== 本文テキスト ==
<<<<

スティーヴ・マックィーンのスタイルは、普段の生活や経験によって得た彼の真実に基づいている」。
 さっそく、真実が顔を出した。「FE」は、こう続けている。
「マックィーンの服装術が最も個性的に映った最初の作品といえば『大脱走』だ。彼は、A-2フライトジャケットを、ファスナーが閉まらないほど小さめに着て、腕から裾(註:袖の誤植)がはみ出ないようスエットシャツを七分丈にぶった切った。上半身は『裾は出ないが腹も見えない』ギリギリの長さに調節し、下半身に穿くチノーズマッカーサー元帥のようなハイウエストではなく、IVYリーガーのようなミッドウエストで細身にカスタムした。

>>>>

== 課題 1 ==
マックィーンの服装に関する本文から、『大脱走』でマックィーンが身に着けた衣服をすべて列挙せよ。
== 課題 2 ==
マックィーンの服装に関する本文を、末尾の文の次から書き継げ。
ここから先の行は、本文とは切り離された別個の資料である。

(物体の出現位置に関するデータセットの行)
<<<<

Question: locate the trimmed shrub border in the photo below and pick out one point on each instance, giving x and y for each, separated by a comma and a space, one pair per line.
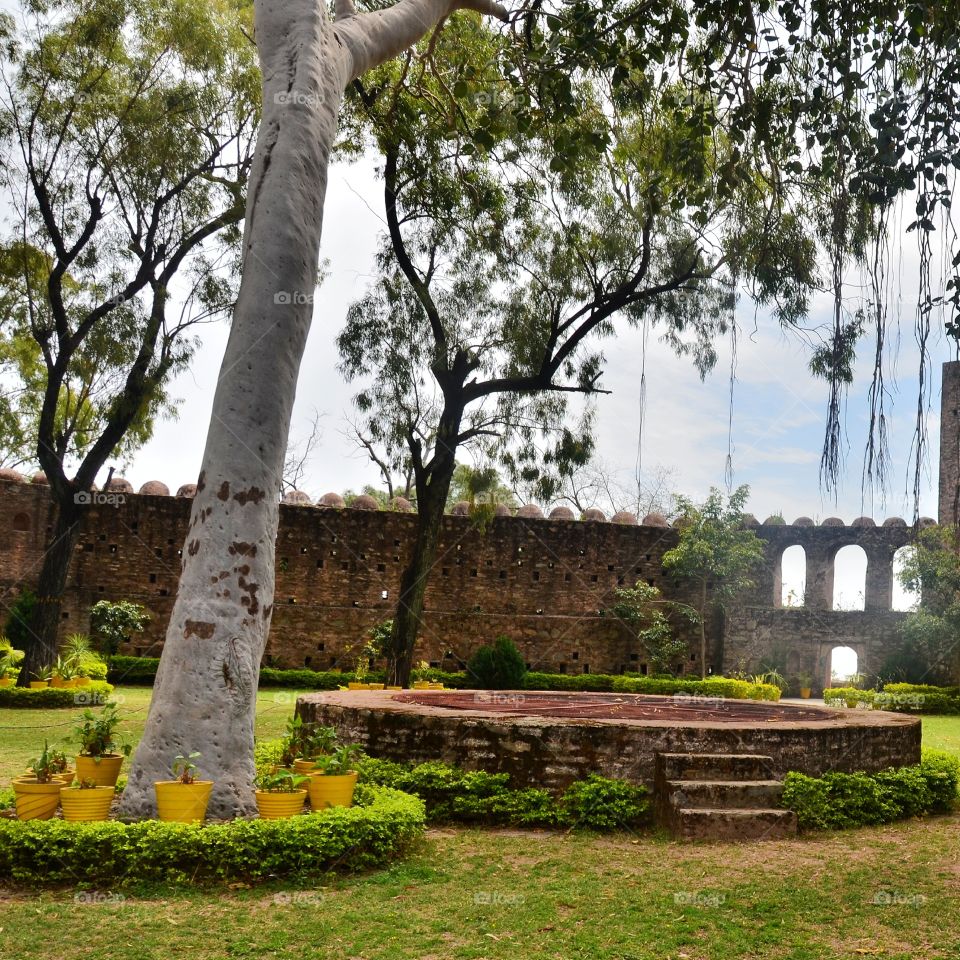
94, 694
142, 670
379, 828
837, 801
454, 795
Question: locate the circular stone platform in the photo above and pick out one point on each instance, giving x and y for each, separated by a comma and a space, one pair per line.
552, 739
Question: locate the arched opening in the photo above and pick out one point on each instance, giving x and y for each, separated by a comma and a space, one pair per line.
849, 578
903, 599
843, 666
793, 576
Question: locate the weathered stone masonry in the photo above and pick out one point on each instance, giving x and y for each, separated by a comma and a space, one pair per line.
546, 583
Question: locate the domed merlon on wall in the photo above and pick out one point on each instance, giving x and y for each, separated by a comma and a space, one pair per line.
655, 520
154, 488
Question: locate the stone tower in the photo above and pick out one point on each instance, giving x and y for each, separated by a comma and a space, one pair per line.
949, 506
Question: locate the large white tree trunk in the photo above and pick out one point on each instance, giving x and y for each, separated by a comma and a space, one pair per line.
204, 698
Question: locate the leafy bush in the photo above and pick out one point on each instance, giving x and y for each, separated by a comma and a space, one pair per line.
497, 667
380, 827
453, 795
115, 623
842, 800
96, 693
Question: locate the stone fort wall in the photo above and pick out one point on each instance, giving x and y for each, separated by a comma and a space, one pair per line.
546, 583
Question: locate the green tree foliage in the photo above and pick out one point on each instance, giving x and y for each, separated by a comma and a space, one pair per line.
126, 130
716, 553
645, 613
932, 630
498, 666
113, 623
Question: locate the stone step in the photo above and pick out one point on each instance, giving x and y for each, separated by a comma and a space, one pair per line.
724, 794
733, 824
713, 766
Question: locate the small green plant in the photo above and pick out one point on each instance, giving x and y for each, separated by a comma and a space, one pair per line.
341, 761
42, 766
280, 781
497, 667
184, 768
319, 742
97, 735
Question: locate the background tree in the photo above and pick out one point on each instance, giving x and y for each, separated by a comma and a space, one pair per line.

>>>>
<<<<

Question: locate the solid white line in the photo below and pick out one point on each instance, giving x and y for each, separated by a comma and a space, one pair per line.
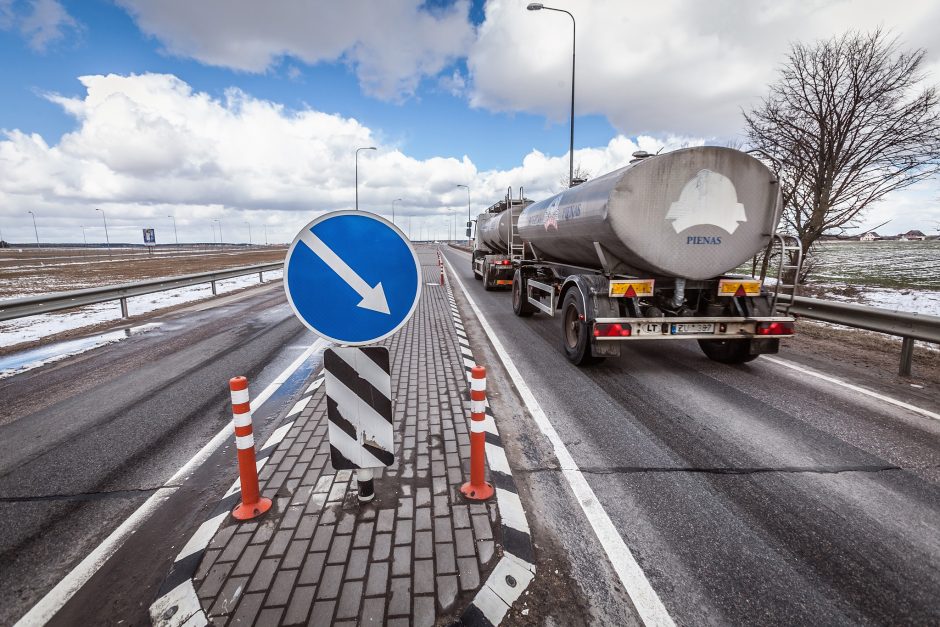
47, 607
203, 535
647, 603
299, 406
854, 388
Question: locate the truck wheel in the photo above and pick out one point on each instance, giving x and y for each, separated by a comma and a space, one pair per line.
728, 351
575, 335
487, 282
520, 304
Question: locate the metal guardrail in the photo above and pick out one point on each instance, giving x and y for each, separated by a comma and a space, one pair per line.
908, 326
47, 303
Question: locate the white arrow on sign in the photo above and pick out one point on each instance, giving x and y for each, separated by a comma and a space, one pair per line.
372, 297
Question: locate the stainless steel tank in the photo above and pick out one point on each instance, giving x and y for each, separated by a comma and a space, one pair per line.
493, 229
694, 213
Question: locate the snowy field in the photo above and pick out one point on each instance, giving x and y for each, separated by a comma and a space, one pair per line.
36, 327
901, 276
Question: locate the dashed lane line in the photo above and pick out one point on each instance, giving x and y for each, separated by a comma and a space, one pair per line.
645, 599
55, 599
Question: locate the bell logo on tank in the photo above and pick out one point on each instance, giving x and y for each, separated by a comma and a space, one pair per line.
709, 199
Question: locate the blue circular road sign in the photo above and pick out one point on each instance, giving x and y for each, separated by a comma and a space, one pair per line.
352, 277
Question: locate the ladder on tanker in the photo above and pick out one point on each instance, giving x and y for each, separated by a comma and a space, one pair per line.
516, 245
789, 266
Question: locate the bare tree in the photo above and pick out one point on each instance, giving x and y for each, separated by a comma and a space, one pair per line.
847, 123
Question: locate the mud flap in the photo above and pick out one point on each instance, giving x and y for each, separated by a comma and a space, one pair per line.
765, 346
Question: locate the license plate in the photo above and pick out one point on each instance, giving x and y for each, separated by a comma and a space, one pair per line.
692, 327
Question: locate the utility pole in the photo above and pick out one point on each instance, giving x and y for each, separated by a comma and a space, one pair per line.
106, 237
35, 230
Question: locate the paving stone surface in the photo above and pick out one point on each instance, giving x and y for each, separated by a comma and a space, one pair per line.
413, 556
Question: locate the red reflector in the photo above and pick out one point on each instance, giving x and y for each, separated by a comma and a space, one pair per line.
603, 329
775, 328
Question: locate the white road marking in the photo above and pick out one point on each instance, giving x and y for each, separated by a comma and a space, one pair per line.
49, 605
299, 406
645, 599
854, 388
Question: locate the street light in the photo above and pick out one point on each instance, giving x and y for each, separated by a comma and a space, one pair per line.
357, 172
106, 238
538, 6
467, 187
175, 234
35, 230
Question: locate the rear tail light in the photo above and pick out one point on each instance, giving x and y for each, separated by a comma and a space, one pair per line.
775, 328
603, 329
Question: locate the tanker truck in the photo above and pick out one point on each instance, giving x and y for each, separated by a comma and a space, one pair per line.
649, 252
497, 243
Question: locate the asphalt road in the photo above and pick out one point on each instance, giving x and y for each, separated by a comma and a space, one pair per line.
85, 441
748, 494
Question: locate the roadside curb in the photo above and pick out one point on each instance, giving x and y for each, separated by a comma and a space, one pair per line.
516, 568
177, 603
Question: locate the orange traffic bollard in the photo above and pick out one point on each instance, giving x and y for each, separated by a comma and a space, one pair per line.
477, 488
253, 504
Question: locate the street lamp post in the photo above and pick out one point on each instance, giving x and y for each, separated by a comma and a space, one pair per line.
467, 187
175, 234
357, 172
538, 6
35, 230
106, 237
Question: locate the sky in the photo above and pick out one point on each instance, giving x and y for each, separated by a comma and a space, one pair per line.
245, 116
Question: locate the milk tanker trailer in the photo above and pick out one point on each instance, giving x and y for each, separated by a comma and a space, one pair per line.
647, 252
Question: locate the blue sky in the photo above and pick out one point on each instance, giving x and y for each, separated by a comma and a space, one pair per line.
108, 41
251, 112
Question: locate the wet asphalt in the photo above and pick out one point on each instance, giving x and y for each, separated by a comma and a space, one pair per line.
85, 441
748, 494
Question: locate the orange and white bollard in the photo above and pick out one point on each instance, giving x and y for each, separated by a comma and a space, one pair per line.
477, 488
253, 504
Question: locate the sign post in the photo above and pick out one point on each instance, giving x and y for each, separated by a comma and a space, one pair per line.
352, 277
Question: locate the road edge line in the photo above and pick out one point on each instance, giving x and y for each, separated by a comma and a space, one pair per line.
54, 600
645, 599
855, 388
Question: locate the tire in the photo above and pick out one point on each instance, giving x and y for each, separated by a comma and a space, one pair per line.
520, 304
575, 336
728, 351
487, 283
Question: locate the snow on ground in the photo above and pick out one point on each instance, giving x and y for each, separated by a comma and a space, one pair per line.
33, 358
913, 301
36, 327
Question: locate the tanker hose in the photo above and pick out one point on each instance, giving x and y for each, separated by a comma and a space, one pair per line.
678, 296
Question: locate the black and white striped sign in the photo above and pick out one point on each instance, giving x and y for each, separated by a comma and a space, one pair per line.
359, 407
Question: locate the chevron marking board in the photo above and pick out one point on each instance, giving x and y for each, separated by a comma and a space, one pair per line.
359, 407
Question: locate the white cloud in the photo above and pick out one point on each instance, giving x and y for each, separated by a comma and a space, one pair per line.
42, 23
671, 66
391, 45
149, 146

>>>>

== 解答 1 ==
A-2フライトジャケット、スエットシャツ、チノーズ

== 解答 2 ==
 例えば、我々が学生服をカスタムして個性を出そうとしたように、アメリカの軍隊でもトラザーズの折り目をピシッと入れたり、キャップの形を崩したり、ペイントしたりしてカスタムを楽しむ風潮があった。マックィーンのミリタリールックは、海兵隊時代に身につけたものだ。『戦う翼』で着たB-3は実際に第二次世界大戦で着られたウェアだったが、ここでも彼は1サイズ小さめを着て体型をスマートに見せている。A-2の着くずし方もそういった経験がなければ発想できなかったはずだ」(「ジャストサイズのミリタリールック」)。
 なんだかわからないけれど、「アンアン」がすすめていたから小さめのA-2ジャケットを着たぼくは、いったい、どうやって真実と向き合ったらよいのだろう。